WHAT THIS EXERCISE ASKS:
[1] Rewrite the paragraph of the cryptocurrency post that begins "It takes 178 kilowatt hours" as a short bulleted list that keeps its main facts.
[2] Decide whether each statement agrees with the cryptocurrency post. Answer yes or no, and quote the words from the post that decide it.
(a) China has outlawed cryptocurrencies.
(b) De-cashing is already happening in India and Japan.
(c) China will soon launch 20 satellites.
[3] Continue the cryptocurrency post past its final sentence.

At this point in the process I sense that cryptos are a lure. (This does not mean there are not fortunes to be made in the short term.) Cryptos are NOT being imposed by the gov- in fact China has outlawed them (which I see as a decoy). They are being hailed as a ‘brave new world’ by liberals and conservatives who promote crypto currency as a new found frontier of freedom from the evil system of debt enslavement. Who doesn’t want that?
Pull back the curtain and dig deeper to find there are numerous documents to show that this idea has been in the works in various nefarious central bank think tanks for a while. There is already the idea of a ‘fed coin’ and a ‘one coin’. Smart contracts in digital currency have been created in hyper ledger. Stages of implementation are in the works, including many decoys to continue to make people think they are outside the system while in reality the net is ready to drop, centralizing everything through the central bank of the central banks- the Bank of International Settlements.
Crypto has allowed some early investors to make a lot of money- they are in the game and highly invested and doing lots of free promotion to normalize and mainstream crypto currency. All this is being allowed to happen while China, who the IMF designated as the country to develop the block chain for a global currency, is ever so quietly doing precisely that.
It takes 178 kilowatt hours of electricity for one bitcoin operation (the same as needed to power a house for a year). In fact the system currently uses as much electricity as the entire country of Ireland. Quantum level computer, and quantum satellites are needed to cut down on the vast use of power the current crypto currency system requires. China is getting all the technology in place and is soon to launch 20 satellites which transmit photons invulnerable to hacking. They are working on a quantum submarine.
De-cashing is already occurring in India and Sweden. People in the US love to flash their phones to pay for a coffee. People are getting comfortable with and even rallying for digital currency. Meanwhile, the central banks and many governments are (by design) insolvent and we are on the verge of a domino type economic collapse. worldwide people are already hurting and things are worsening through hyperinflation and lack of jobs. Personal and government debt is astronomical, and there is no way the debt can ever, ever be paid back. The system is broken and cannot be repaired. A global economic crisis is looming. Where will this all go?
A (faux) savior one world government with a brand new universal crypto currency is in the making. All you will need to sign up is a chip.
k
@ kinterra
It is true that the existing system of global finance has been discussing various forms of digital cash and smart contracts for a while, but I have not seen any hard evidence that they are somehow conspiring behind the scenes to, as you put it, drop a net over cryptocurrencies.

PROVIDED MATERIAL:
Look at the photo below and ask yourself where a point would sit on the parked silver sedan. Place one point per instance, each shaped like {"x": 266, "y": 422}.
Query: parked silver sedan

ANSWERS FOR THE EXERCISE:
[1]
- One bitcoin operation uses 178 kilowatt hours of electricity, the same amount needed to power a house for a year.
- The system currently uses as much electricity as all of Ireland.
- Quantum-level computers and quantum satellites are needed to reduce this power use.
- China is putting the technology in place and will soon launch 20 satellites that transmit hack-proof photons.
- China is also working on a quantum submarine.

[2]
(a) Yes: "in fact China has outlawed them"
(b) No: "De-cashing is already occurring in India and Sweden."
(c) Yes: "is soon to launch 20 satellites which transmit photons invulnerable to hacking"

[3]
I agree with you that the central banks and the nation-states to which they are vampirically attached would like very much to control the world of cryptos and they will probably issue their own coins at a certain point in the near future. However, it seems to me that they are all relative latecomers to this game, and mostly scratching their heads about how to make their play.
My sense is that cryptos are not being secretly developed by central banks, the BIS, etc. as you suggest. Rather, they are being developed by a loose federation of software engineers who are at bottom driven by a kind of anarcho-libertarianism. Some of these developers may have done work in the financial services industry, but I’ll bet that if we profiled 50 of these guys and studied their CVs, only a small percentage would actually have that kind of experience.
The analogy I see here is Linux. It is a free, open-source operating system that is produced by a very large community of engineers. Their commitment is to build what they think is the best possible OS and make it free. The Saker has written about Linux and why he uses it. I think the same could be said about Bitcoin and many of the cryptos. Linux is not some kind of “front” for Microsoft and Apple, who are quietly waiting to throw a net over the whole Linux community and get them to pay for a proprietary one-vendor “solution”. As the saying goes: the genie is out of the bottle.
China has cracked down on cryptos for the simple reason that they have a big problem with capital flight. They have serious problems with corruption and the environment. Many wealthy Chinese want to get out, but they need a way to get their money out too, and to evade capital controls when they try to smuggle their money out by buying an expensive piece of overseas property (e.g., in Canada). Cryptos are a way to do that, thus Beijing took steps to throttle them.
You haven’t sourced your statement about the energy consumption for “one bitcoin operation”, so I’m not sure what you mean by this nor can I evaluate it as a claim. It is true that a lot of energy is being used now to mine Bitcoins, but as Vasco da Gama mentioned earlier on this page, only about 21% of all possible Bitcoins remain to be mined. Once we approach 100%, this kind of energy-intensive activity will drop off, and the Bitcoin system will consume a lot less power.
As for quantum computing, that is a very speculative and complicated thing, and won’t be “real soon now” as its boosters often claim. It’s a little like nuclear fusion and AI, which we’ve heard about for decades but remain big science projects. It’s one of those “By the 2040, we will see … ” type things that keeps receding into the future, and will likely have little impact on cryptos in the immediate future.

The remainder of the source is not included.